##### PAGE TEXT #####

Workers in various occupations experience an increased risk of salivary gland cancer (47). For women employed as hairdressers or working in beauty shops, a significant elevated risk was observed in a study by Swanson and Burns (98). A correlation of incidence with ultraviolet exposure remains controversial (97,98).
Women with salivary gland cancer may have a 2.5 elevated breast cancer risk (50), probably confined to women with salivary gland cancer before age 35 (97). After treatment for salivary gland cancer, an increased risk for subsequent oropharyngeal, thyroid, and lung cancer is noted (97).
Natural History
Local invasion is the initial route of spread of malignant tumors of the salivary glands, depending on location and histologic type. For parotid tumors, this may result in fixation to structures in around 20% of cases (75). Skin invasion is more often seen in parotid tumors (10%), compared with submandibular tumors (3%) (101).
Approximately 25% of patients with a malignant parotid salivary gland tumor present with facial palsy from cranial nerve invasion (31,75,93,100,105).
A detailed study of the Dutch Head and Neck Oncology Group (NWHHT) concerning patients with a salivary gland malignancy found an overall incidence of clinically positive nodes of 14% and clinically occult, pathologically positive nodes in an additional 11% of patients (101). This percentage depends on the number of neck dissections performed, the tumor location, histology, and T-stage. The number of elective neck dissections performed varies between the tumor locations. Stennert et al. (94) performed a neck dissection in all malignant parotid tumors and found 53% unilateral positive nodes and 0% contralateral nodes. In selected patients in other studies, the percentage positive nodes varied between 20% (115) and 38% (100). Lymph


node involvement for parotid malignancies, combining clinical and pathologic information, is around 25% (10,62,79,100,105). Resection of submandibular tumors is combined with a (partial) neck dissection in most cases. Pathologic neck nodes may be seen in up to 42% of cases (100). Salivary gland tumors arising in the oral cavity produce an incidence of cervical node metastases of less than 10% (57,65,74,100). Nasopharyngeal salivary gland tumors have a high risk of occult metastases (50%) (85). The risk of positive findings in the neck may be based on a combination of T-stage and histology (79,100). The highest risk is seen for squamous cell, undifferentiated cancer, and salivary duct cancer (79,100). There is an intermediate risk for mucoepidermoid cancer and a low risk for acinic cell, adenoid cystic carcinoma, and carcinoma ex pleomorph adenoma (100). A 15% risk is found for T1 tumors, 26% for T2, and 33% for T3–4 (100). An example of a rating scale to estimate the risk of positive neck nodes, based on tumor location, T-stage, and histologic type, is shown in Table 40.1.

##### RECORDS SHOWN #####

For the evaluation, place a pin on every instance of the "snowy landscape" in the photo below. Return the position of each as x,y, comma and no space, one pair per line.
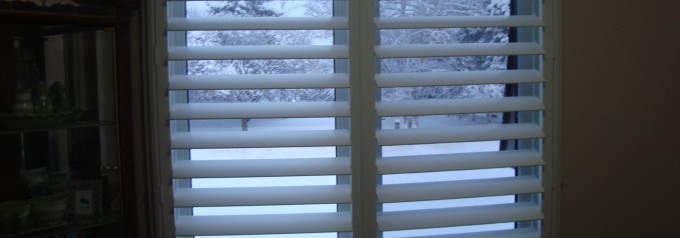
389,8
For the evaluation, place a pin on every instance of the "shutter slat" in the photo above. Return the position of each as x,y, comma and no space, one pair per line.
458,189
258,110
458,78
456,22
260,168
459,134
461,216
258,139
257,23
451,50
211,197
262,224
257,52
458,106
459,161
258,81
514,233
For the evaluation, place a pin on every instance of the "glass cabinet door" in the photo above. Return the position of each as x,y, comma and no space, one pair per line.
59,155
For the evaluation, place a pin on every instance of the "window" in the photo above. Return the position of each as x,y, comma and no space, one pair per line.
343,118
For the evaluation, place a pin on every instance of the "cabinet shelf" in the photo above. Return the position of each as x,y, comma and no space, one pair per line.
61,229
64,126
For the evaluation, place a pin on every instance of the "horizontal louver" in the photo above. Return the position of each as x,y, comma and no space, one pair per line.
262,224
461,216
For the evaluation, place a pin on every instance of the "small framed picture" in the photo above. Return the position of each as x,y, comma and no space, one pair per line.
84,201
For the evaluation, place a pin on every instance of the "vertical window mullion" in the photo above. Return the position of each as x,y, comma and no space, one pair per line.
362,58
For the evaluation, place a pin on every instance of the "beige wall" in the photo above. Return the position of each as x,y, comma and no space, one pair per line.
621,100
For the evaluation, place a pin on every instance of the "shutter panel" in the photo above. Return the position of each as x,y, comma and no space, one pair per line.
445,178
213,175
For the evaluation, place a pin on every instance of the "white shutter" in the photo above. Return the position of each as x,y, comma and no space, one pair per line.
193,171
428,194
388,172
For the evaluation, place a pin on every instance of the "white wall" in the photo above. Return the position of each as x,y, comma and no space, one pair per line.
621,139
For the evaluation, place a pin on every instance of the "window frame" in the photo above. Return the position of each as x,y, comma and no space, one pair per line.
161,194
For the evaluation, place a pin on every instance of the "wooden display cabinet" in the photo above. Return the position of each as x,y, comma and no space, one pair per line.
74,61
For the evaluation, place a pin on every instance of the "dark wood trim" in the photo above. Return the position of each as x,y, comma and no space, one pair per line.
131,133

#####

*EXERCISE GOAL*:
According to the salivary gland cancer text, roughly what percentage of patients with a malignant parotid salivary gland tumor present with facial palsy?

*ANSWER BOX*:
Approximately 25%, from cranial nerve invasion.